護衛空母についての文章のうち、「[[アメリカ海軍]]初の護衛」から「して航空機の輸送などである。」までを一字一句変えずに打ち直してください。

_提供テキスト_
▶
そこで、[[イギリス軍]]は商船に[[カタパルト]]を装備して使い捨ての旧式[[戦闘機]]による護衛を行った([[CAMシップ]])。そして、さらに効率的に護衛する目的で、1940年頃からイギリス軍と[[アメリカ軍]](当時は表面上は中立を装っていた)は、この空の隙間を埋めるため、大型の商船を改造し短い[[飛行甲板]]からカタパルトを装備することで航空機を発艦させることのできる小型改装空母を多数建造し、これを対潜哨戒の[[船団護衛]]に用いる案が検討され始めた。商船船体を基にした、小型で安価な空母を多数整備することにより、多くの船団に対し、潜水艦に対して必要な防衛力を備えさせることが目的であった。この案が護衛空母として結実することとなる。
 
[[太平洋戦争]]開戦の後は、これら護衛空母は太平洋戦線でも活躍することになり、空母の分類として護衛空母(escort aircraft carrier)という艦種が誕生した。
 
最初の護衛空母は[[イギリス海軍]]の「[[オーダシティ (護衛空母)|オーダシティ]]」である。拿捕したドイツ貨客船「ハノーファー」を1941年1月から改装を開始し、1941年6月に就役した。
 
[[アメリカ海軍]]初の護衛空母は「[[ロング・アイランド (護衛空母)|ロング・アイランド]]」であり、竣工は1941年6月である。
 
===戦歴===
[[File:Savo Island CVE-78.jpg|thumb|250px|カサブランカ級護衛空母]]
アメリカ軍では最初、補助的な艦船として扱われていたが、大戦初期に大西洋に展開していたドイツ軍の[[Uボート]]を壊滅させるために多数建造された。護衛空母の任務は、現地での[[潜水艦]]掃討や、パトロール、偵察、輸送船などの護衛、そして航空機の輸送などである。
◀
_記録の抜粋_
▶
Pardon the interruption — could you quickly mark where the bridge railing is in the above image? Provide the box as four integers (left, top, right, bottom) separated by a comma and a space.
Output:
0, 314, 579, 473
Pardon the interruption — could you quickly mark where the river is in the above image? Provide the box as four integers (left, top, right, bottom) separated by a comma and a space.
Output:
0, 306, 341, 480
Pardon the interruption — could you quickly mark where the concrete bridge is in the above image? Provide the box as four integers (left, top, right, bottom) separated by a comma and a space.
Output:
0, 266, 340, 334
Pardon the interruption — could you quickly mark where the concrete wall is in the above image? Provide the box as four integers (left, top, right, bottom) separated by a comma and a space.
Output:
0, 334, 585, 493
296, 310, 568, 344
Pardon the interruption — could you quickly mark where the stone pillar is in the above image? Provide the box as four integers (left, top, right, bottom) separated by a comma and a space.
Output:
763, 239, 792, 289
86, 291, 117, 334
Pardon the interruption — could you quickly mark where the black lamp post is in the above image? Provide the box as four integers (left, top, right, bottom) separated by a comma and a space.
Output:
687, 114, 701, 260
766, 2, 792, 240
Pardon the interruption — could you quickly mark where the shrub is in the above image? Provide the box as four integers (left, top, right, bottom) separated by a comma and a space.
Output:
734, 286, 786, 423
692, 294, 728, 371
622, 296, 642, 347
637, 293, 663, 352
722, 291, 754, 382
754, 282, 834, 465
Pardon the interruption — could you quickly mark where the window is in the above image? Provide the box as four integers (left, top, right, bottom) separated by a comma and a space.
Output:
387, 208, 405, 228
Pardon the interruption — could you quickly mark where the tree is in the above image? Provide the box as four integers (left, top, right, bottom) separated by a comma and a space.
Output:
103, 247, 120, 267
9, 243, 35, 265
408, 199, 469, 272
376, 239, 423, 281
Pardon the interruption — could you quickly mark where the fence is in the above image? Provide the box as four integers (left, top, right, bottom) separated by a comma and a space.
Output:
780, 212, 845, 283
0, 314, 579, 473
◀
_作業結果_
[[アメリカ海軍]]初の護衛空母は「[[ロング・アイランド (護衛空母)|ロング・アイランド]]」であり、竣工は1941年6月である。
 
===戦歴===
[[File:Savo Island CVE-78.jpg|thumb|250px|カサブランカ級護衛空母]]
アメリカ軍では最初、補助的な艦船として扱われていたが、大戦初期に大西洋に展開していたドイツ軍の[[Uボート]]を壊滅させるために多数建造された。護衛空母の任務は、現地での[[潜水艦]]掃討や、パトロール、偵察、輸送船などの護衛、そして航空機の輸送などである。